- Task requirements:
Please output exactly the part of the records below that opens with the line containing "Target: horse's head" and closes with the line containing "point like [626,485].", both lines included, and nothing else.

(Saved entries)
- Opening Delimiter -
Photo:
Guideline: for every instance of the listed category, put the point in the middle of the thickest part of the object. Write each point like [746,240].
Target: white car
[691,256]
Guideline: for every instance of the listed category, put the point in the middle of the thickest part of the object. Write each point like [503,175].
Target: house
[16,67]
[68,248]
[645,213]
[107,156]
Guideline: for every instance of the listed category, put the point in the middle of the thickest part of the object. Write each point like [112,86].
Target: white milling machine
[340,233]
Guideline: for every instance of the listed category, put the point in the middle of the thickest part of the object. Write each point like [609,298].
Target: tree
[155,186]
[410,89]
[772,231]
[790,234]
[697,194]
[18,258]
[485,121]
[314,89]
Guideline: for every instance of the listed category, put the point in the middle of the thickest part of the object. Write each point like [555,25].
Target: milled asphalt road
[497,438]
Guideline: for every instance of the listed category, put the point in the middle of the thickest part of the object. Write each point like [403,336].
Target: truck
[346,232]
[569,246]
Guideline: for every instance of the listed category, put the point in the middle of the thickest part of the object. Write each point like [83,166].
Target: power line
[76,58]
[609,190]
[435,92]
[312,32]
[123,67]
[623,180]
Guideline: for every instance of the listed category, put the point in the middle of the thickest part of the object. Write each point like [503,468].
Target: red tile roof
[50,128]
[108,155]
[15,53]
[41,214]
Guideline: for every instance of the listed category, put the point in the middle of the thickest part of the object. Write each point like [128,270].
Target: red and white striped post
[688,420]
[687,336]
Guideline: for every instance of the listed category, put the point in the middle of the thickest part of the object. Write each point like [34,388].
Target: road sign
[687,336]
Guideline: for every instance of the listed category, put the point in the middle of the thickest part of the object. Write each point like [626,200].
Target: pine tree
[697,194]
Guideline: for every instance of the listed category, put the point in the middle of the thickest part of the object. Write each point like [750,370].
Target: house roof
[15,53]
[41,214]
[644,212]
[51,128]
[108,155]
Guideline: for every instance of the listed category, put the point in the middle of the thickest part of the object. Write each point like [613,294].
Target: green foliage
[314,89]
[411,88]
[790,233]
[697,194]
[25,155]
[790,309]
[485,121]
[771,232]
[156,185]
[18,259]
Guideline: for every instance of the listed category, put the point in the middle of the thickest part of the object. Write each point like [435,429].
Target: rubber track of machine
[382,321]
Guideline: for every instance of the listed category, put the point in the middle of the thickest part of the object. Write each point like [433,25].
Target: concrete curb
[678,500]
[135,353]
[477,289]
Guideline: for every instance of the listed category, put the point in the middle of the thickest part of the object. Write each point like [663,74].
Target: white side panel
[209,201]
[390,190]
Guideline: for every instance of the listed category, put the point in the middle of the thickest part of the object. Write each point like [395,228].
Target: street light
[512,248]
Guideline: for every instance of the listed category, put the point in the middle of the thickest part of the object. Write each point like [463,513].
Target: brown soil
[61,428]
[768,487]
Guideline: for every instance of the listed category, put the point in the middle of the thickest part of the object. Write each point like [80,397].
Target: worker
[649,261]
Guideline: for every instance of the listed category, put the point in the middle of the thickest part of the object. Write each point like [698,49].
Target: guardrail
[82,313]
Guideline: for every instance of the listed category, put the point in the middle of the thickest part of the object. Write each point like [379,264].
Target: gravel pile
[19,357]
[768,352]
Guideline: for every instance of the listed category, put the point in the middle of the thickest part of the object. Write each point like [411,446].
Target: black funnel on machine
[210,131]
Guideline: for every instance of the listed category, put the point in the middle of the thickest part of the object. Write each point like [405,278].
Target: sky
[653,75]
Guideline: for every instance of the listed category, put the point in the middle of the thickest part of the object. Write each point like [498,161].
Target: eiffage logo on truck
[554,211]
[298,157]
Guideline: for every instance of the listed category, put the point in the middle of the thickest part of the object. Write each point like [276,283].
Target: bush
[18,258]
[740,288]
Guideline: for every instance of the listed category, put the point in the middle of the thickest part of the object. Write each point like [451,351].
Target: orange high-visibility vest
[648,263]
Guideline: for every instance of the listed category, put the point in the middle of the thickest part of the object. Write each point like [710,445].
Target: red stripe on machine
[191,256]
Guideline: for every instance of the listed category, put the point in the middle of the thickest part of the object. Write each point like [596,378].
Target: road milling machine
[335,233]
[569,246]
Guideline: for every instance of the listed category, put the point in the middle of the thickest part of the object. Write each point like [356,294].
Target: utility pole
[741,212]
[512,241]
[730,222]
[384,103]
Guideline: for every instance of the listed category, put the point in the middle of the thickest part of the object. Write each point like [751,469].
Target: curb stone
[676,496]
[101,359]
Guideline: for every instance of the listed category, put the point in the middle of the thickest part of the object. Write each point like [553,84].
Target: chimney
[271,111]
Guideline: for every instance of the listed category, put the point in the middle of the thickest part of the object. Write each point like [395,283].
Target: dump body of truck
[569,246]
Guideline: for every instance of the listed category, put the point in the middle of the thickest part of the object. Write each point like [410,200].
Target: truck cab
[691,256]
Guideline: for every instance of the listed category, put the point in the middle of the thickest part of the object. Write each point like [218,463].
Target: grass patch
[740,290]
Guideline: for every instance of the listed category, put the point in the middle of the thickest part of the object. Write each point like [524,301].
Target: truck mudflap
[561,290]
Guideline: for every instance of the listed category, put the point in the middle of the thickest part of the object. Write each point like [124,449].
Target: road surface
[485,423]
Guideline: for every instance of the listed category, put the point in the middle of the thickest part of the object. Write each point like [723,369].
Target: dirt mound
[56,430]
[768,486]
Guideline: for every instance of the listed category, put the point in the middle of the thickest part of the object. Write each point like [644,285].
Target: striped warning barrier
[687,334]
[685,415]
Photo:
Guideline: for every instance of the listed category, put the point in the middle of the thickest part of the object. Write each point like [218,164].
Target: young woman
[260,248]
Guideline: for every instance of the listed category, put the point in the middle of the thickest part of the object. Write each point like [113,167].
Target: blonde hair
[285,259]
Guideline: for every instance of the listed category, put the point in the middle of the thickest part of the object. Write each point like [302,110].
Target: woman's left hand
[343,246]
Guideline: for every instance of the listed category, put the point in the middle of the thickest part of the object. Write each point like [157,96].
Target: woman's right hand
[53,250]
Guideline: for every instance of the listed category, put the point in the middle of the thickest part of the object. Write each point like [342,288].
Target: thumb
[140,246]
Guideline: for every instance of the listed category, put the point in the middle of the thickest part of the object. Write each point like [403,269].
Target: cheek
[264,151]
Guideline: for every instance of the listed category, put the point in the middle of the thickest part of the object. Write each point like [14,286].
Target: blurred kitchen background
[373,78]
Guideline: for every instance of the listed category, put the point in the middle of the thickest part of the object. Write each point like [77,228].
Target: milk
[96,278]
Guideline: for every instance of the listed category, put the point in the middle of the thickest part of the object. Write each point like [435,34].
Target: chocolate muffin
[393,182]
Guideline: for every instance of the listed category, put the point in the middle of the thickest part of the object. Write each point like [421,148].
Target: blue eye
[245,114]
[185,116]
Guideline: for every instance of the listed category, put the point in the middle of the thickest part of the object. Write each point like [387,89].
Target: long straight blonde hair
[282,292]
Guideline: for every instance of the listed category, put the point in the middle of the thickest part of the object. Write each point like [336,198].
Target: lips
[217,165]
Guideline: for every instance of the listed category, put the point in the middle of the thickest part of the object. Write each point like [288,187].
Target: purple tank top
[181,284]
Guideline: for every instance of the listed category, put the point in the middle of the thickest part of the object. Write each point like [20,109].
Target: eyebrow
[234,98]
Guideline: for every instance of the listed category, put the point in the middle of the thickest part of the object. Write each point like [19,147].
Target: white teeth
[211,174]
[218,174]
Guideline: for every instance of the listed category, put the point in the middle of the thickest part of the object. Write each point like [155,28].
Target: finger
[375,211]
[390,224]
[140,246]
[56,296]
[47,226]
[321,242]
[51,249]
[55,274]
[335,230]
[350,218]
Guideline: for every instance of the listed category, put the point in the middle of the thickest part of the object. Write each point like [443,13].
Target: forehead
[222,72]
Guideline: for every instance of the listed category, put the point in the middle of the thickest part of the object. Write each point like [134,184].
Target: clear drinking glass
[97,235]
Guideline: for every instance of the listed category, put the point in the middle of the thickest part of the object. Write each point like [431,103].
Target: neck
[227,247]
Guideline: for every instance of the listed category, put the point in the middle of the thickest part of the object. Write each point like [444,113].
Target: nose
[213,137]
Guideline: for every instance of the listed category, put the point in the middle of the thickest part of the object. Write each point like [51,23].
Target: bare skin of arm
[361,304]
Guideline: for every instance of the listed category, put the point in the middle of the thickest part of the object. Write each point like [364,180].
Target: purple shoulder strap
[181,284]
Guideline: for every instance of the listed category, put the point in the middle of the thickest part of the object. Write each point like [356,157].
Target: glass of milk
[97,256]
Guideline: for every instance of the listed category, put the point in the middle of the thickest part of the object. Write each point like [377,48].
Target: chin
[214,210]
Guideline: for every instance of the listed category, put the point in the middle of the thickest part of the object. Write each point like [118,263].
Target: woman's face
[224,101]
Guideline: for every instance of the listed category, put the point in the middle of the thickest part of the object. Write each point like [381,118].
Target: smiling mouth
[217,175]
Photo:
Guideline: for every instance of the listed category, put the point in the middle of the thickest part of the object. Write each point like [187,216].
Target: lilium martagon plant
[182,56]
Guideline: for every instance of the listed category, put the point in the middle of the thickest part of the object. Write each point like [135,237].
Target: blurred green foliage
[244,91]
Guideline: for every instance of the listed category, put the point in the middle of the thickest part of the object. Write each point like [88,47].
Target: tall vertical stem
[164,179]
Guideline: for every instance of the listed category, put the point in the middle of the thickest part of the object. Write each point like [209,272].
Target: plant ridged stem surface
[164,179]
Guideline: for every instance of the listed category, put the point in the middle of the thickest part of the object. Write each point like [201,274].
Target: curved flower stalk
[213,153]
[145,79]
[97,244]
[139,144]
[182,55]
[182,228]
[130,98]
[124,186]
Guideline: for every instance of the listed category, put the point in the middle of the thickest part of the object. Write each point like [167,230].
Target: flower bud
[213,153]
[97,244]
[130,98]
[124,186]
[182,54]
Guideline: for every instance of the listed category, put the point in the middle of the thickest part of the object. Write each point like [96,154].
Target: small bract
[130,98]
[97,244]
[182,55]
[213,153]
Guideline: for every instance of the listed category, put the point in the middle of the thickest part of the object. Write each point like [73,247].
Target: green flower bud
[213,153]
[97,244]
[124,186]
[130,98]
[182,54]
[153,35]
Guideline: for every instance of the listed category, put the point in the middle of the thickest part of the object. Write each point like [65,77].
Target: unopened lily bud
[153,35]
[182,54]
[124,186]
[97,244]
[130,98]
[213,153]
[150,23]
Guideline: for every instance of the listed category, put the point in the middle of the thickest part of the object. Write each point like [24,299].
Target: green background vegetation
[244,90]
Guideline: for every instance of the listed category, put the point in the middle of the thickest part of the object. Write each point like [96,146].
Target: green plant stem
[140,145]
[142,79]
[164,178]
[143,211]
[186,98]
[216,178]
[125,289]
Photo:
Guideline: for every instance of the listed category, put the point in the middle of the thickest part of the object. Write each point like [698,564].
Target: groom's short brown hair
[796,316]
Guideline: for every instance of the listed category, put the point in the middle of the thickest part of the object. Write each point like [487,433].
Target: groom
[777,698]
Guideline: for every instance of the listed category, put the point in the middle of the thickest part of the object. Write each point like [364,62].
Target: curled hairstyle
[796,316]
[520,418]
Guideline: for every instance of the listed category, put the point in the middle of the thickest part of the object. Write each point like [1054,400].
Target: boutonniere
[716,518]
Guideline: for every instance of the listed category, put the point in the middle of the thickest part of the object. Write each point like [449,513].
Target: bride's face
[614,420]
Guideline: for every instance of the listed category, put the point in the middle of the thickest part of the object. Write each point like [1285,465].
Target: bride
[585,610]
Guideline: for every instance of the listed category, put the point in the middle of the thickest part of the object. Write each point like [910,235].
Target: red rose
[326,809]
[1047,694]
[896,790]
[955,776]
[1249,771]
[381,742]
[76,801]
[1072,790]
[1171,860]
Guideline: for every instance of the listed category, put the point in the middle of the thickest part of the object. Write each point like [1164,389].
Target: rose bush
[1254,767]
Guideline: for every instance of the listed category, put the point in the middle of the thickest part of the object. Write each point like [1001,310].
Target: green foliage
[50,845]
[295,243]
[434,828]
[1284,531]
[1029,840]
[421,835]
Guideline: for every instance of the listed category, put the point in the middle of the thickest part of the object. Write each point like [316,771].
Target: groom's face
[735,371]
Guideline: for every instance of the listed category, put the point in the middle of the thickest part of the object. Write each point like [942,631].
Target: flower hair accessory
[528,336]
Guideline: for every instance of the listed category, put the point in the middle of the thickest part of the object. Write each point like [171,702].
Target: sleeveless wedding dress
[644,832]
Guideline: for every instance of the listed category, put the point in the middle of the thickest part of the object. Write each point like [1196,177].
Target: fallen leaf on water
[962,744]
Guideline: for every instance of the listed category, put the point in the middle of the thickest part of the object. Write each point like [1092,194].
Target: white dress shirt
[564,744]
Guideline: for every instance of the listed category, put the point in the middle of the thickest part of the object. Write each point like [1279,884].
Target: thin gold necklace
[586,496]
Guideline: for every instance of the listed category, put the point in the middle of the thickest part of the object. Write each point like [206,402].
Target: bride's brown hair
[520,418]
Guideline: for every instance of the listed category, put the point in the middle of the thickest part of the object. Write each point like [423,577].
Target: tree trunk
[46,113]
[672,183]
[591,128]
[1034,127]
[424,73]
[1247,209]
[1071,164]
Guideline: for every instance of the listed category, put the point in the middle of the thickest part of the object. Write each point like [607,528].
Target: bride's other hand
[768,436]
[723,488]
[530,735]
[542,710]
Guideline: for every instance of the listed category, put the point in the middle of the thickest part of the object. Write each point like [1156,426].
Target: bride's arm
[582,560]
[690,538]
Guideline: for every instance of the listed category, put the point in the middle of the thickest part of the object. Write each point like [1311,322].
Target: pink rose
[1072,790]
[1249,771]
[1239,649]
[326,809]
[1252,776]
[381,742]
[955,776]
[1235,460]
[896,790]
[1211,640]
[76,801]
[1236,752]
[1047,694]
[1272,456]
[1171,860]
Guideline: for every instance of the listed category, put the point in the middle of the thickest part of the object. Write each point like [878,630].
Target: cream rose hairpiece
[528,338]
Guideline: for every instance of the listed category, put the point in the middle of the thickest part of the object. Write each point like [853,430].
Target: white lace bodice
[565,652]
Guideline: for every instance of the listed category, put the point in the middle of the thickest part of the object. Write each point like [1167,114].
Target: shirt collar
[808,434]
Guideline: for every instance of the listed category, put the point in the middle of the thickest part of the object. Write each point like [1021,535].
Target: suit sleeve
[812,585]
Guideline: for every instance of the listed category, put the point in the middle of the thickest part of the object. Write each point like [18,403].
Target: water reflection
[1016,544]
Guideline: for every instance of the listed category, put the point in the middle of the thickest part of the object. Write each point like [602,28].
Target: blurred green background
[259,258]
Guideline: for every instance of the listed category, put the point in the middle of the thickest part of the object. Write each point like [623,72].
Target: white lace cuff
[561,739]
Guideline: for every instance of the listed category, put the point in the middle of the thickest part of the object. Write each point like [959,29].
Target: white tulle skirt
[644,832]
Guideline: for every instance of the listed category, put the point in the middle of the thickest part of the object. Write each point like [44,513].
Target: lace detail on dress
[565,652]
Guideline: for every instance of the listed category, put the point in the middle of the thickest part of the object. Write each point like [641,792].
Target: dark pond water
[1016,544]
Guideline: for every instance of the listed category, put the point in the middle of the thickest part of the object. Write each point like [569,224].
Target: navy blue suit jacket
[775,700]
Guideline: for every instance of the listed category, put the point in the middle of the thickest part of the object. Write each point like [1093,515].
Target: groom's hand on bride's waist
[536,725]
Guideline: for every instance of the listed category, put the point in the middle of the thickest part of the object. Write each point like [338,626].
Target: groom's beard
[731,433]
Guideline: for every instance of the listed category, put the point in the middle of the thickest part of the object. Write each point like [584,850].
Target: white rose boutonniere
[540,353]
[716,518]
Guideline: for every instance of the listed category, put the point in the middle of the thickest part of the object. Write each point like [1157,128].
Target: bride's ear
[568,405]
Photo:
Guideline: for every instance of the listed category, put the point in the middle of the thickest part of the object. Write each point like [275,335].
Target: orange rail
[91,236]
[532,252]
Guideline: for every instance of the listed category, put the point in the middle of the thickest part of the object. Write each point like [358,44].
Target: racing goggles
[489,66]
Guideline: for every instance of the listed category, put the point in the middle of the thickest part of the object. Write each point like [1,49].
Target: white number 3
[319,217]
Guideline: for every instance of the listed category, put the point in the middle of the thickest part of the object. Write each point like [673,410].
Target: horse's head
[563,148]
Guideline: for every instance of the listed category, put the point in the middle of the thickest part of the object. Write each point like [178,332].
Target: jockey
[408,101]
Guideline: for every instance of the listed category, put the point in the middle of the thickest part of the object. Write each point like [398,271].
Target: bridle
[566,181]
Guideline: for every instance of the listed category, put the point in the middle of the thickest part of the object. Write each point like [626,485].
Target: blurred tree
- Closing Delimiter -
- Worked solution:
Target: horse's head
[563,148]
Guideline: for every instance of the listed category, put the point in the middle of the thickest part of the object. Write each point like [178,332].
Target: jockey
[408,101]
Guideline: for every instance of the listed category, put the point in the middle of the thickest part of the object. Write each point like [398,271].
Target: bridle
[566,181]
Guideline: for every instance of the listed category, put the point in the middle of the thickest part of the object. Write each point like [626,485].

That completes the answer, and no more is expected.